[Activity] The exercise asks for every line of the data to be reproduced exactly.
*** Block opens ***
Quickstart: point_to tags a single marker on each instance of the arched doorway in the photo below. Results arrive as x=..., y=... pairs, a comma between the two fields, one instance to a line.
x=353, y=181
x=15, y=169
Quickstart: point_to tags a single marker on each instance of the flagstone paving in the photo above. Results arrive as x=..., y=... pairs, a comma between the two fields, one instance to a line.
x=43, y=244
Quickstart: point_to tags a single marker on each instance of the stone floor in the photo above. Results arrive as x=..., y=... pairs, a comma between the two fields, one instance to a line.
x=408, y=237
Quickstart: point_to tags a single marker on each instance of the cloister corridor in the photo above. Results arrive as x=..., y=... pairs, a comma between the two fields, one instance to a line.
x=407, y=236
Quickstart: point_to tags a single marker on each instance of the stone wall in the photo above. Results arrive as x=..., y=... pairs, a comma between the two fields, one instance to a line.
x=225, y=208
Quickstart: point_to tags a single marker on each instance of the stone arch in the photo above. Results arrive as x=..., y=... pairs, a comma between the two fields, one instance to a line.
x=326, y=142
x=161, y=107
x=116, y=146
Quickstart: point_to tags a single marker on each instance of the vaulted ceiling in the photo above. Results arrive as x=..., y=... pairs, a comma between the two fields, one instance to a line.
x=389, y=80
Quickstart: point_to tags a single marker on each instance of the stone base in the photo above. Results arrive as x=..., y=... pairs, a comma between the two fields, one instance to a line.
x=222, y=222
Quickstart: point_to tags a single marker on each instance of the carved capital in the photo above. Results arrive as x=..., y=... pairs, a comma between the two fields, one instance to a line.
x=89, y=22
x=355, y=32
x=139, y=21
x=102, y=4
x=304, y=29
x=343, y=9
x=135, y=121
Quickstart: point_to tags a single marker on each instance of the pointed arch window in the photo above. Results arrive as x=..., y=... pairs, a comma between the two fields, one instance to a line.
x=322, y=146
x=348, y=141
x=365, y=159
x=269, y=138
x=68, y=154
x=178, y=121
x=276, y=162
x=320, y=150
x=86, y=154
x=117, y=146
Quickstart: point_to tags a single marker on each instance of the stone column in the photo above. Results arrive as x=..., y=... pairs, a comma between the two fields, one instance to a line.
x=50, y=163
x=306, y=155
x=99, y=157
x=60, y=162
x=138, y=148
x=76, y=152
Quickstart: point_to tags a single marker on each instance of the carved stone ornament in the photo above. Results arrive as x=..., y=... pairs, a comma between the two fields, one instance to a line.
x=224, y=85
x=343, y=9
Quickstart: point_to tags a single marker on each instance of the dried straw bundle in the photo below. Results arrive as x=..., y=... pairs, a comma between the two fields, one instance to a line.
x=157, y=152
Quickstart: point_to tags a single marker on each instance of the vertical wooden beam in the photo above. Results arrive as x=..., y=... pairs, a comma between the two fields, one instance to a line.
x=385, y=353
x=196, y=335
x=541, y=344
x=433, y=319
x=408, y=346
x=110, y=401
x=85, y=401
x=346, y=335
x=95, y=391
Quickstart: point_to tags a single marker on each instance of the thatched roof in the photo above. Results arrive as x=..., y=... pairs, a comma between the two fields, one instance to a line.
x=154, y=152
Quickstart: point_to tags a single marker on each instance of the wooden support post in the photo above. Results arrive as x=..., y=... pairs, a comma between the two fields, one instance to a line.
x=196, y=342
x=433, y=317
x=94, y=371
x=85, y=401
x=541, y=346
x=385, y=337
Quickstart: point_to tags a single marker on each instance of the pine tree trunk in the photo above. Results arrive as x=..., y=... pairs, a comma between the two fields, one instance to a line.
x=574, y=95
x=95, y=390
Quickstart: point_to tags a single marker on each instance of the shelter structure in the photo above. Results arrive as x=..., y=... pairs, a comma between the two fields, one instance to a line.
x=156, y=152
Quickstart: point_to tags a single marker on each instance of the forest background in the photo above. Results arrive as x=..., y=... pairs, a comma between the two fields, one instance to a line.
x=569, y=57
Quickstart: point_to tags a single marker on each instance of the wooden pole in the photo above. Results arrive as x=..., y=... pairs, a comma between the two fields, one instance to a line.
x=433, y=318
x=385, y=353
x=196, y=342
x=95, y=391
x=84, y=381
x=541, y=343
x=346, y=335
*** Block closes ***
[Response]
Quickstart: point_to tags a single marker on each instance of the arched doorway in the photo below. Results arrive as x=..., y=... pairs, a comma between the two fields, one instance to a line.
x=353, y=181
x=15, y=169
Quickstart: point_to tags a single marker on each instance of the flagstone paving in the photo above. Results arrive as x=..., y=... pairs, a comma between the two fields, one instance to a line.
x=43, y=244
Quickstart: point_to tags a single marker on each instance of the stone floor in the photo above. Results arrive as x=..., y=... pairs, a comma between the two fields, one instance to a line.
x=408, y=237
Quickstart: point_to tags a single marker on each instance of the cloister corridor in the photo above. Results arrive as x=..., y=... pairs, a comma between the two fields, one instance to a line.
x=407, y=236
Quickstart: point_to tags a single marker on each instance of the stone wall in the photo above. Results arrive as x=..., y=... pairs, a comma between the two fields, one instance to a line.
x=225, y=208
Quickstart: point_to tags a single marker on each instance of the stone arch in the photo above. Results arrive as x=..., y=... pairs, a comma between the two fields, one instance to a line.
x=326, y=142
x=161, y=107
x=116, y=146
Quickstart: point_to tags a single marker on each instance of the vaulted ceiling in the photo above. Results arrive as x=..., y=... pairs, a comma between the two fields, one instance to a line.
x=389, y=80
Quickstart: point_to tags a single marker on each instance of the stone base in the photo above. Results arrive as x=..., y=... pairs, a comma between the two fields, one instance to a line.
x=222, y=222
Quickstart: point_to tags a single marker on each instance of the carved capital in the photo above. Results arrive as x=..., y=... pairs, a comma between the two fields, one instance to a line.
x=89, y=22
x=355, y=32
x=139, y=21
x=102, y=4
x=304, y=29
x=343, y=9
x=135, y=121
Quickstart: point_to tags a single marker on each instance of the pointed arch window in the photo above. Results arrive as x=..., y=... pairs, a comma between the two fields, one instance to a line.
x=322, y=146
x=348, y=141
x=365, y=159
x=269, y=138
x=68, y=154
x=178, y=121
x=276, y=162
x=320, y=150
x=86, y=154
x=117, y=146
Quickstart: point_to tags a single marker on each instance of the stone column in the photo above. Results arrive as x=..., y=... pairs, a comma between the two fields, one instance to a line.
x=50, y=163
x=306, y=155
x=99, y=157
x=60, y=162
x=138, y=148
x=76, y=152
Quickstart: point_to tags a single marker on each instance of the carved stone ornament in the photo above. Results arrive as x=..., y=... pairs, a comma between the two fields, one instance to a line.
x=224, y=85
x=343, y=9
Quickstart: point_to tags a single marker on each instance of the dried straw bundle in the photo below. Results arrive as x=..., y=... pairs, a comma between the two fields, one instance to a line.
x=157, y=152
Quickstart: point_to tags a single marker on each instance of the vertical wooden beam in the photo above. Results arrive as x=..., y=... pairs, a comma between the two fields, one instance to a line.
x=385, y=353
x=196, y=335
x=541, y=344
x=433, y=319
x=408, y=346
x=110, y=401
x=85, y=401
x=346, y=335
x=95, y=391
Quickstart: point_to tags a single marker on each instance of the thatched roof in the photo above. Results arrive as x=..., y=... pairs, a comma between the two fields, one instance to a line.
x=154, y=152
Quickstart: point_to tags a single marker on each instance of the wooden support post in the photo above. Results arrive as x=..., y=... pairs, a comma between the two fields, one instance to a line.
x=196, y=342
x=433, y=317
x=94, y=371
x=85, y=401
x=541, y=346
x=385, y=337
Quickstart: point_to tags a single marker on each instance of the pine tree trunk in the photo above. Results arrive as x=..., y=... pairs, a comma between the two fields, one instance to a line.
x=574, y=95
x=95, y=390
Quickstart: point_to tags a single marker on each instance of the shelter structure in the photo above. Results arrive as x=..., y=... pairs, a comma between the two fields, one instance to a line.
x=156, y=152
Quickstart: point_to tags a single marker on each instance of the forest background in the photo above. Results arrive as x=..., y=... pairs, a comma between the two fields, one instance to a line.
x=569, y=57
Quickstart: point_to tags a single marker on each instance of the wooden pole in the photo above. Results arrive as x=..., y=... pairs, a comma between the two fields, one instance to a line.
x=433, y=318
x=385, y=353
x=196, y=342
x=95, y=391
x=84, y=381
x=541, y=343
x=346, y=335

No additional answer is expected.